-- start --

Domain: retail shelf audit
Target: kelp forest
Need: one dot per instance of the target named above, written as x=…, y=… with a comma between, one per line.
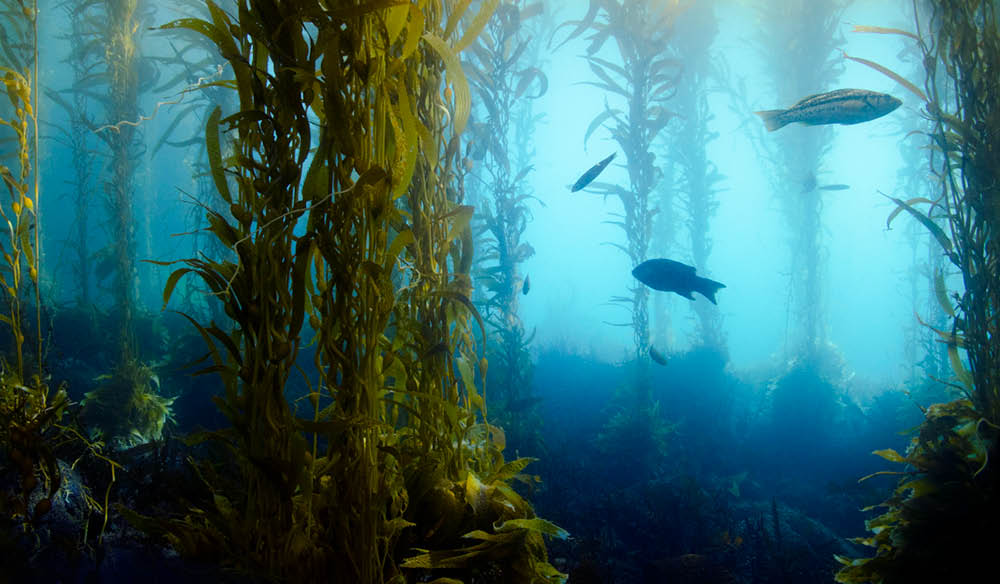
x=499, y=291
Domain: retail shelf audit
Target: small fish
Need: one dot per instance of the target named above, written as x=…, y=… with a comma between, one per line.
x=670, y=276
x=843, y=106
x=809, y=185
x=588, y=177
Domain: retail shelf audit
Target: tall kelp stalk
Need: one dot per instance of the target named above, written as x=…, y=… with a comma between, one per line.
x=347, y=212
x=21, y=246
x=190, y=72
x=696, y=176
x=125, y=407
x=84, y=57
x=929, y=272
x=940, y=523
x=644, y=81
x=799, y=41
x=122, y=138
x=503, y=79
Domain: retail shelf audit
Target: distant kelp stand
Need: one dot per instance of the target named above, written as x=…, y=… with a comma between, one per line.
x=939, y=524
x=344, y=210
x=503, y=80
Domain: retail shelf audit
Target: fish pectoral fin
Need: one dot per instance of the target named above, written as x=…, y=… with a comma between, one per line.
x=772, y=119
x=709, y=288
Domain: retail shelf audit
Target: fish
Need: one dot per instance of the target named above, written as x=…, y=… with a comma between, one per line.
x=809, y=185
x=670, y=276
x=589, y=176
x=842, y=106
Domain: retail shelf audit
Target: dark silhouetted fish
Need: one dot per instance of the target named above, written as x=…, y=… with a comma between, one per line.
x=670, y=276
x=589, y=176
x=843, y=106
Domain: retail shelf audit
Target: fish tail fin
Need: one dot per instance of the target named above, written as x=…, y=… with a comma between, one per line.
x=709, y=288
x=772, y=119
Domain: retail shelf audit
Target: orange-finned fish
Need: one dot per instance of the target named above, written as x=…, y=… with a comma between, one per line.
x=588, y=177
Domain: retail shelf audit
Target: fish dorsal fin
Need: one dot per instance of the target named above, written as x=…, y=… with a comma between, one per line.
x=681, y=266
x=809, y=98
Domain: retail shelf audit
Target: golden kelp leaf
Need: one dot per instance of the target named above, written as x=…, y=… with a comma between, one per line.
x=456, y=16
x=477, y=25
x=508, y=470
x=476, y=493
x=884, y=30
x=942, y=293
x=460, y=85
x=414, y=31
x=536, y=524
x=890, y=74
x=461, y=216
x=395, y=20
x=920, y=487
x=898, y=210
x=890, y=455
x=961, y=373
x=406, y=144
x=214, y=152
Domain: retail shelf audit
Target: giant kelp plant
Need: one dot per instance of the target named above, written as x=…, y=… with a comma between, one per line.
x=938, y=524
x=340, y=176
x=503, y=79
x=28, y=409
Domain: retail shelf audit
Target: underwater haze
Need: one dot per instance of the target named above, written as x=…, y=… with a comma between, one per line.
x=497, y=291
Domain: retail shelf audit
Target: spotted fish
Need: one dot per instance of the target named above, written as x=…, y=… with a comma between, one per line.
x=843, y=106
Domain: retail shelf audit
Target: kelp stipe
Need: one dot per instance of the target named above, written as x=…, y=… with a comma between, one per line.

-- end --

Objective:
Rewrite every item with "kelp forest survey" in place of each "retail shelf audit" and everything else left as it is. Omit the pictures.

Response for this exercise:
Domain: kelp forest survey
Target: kelp forest
Need: one dot per instance of the target named above, written as x=…, y=… with a comma between, one per line.
x=499, y=291
Domain: kelp forest survey
Target: small fish
Need: one dot per instance of the target named above, written as x=…, y=… with a comma between, one per line.
x=670, y=276
x=843, y=106
x=809, y=185
x=588, y=177
Domain: kelp forest survey
Target: tall kelp stalk
Need: one dot per instance of the target named above, written as x=…, y=… with a comma between, one per line.
x=347, y=212
x=21, y=246
x=190, y=72
x=696, y=176
x=125, y=407
x=84, y=57
x=929, y=272
x=940, y=523
x=644, y=81
x=799, y=41
x=122, y=138
x=503, y=79
Domain: kelp forest survey
Target: distant kelp stand
Need: one dot per instance of the target named above, written as x=…, y=… with a comma between, one per line.
x=939, y=524
x=344, y=210
x=503, y=80
Domain: kelp forest survey
Target: fish pectoral fin
Need: one dot per instance of the target named above, written as x=…, y=… with a comma between, one per line.
x=772, y=119
x=709, y=288
Domain: kelp forest survey
Target: fish
Need: one dot per instance of the target named above, written as x=…, y=… with a comma between, one per line.
x=809, y=185
x=670, y=276
x=589, y=176
x=842, y=106
Domain: kelp forest survey
Target: dark silhouetted fish
Need: one dot per instance of the target named above, written as x=…, y=… with a comma between, one per line.
x=670, y=276
x=589, y=176
x=843, y=106
Domain: kelp forest survey
Target: fish tail fin
Need: one dot per instance of the target named above, written as x=…, y=… with a comma between, one per line.
x=709, y=288
x=772, y=119
Domain: kelp forest survey
Target: orange-finned fish
Need: one dot per instance of the target named above, written as x=…, y=… with a comma between, one per line.
x=588, y=177
Domain: kelp forest survey
Target: fish dorsal fin
Need: one dot per instance of the target named above, written as x=…, y=… with a comma between, one per line.
x=681, y=266
x=809, y=98
Domain: kelp forest survey
Target: golden kelp leaf
Need: one dot per instance of the target named above, written as x=…, y=… with a comma between, one per line.
x=456, y=16
x=477, y=25
x=508, y=470
x=476, y=493
x=884, y=30
x=942, y=293
x=460, y=85
x=414, y=31
x=536, y=524
x=890, y=74
x=461, y=216
x=395, y=20
x=920, y=487
x=898, y=210
x=890, y=455
x=961, y=373
x=406, y=144
x=214, y=152
Domain: kelp forest survey
Target: giant kelp plant
Need: one dot per instance of the target named above, written as x=…, y=… with a comma between, one per line.
x=938, y=524
x=340, y=176
x=503, y=79
x=28, y=409
Domain: kelp forest survey
Target: underwater haze
Need: one dot per instance of the target named above, written as x=…, y=… with a comma between, one per line.
x=497, y=291
Domain: kelp forest survey
Target: spotted fish
Need: one dot per instance of the target named above, written as x=…, y=… with a comma between, one per line.
x=843, y=106
Domain: kelp forest survey
Target: kelp stipe
Need: one dot per instance of the target named above, written as x=…, y=… with a comma between, one per line.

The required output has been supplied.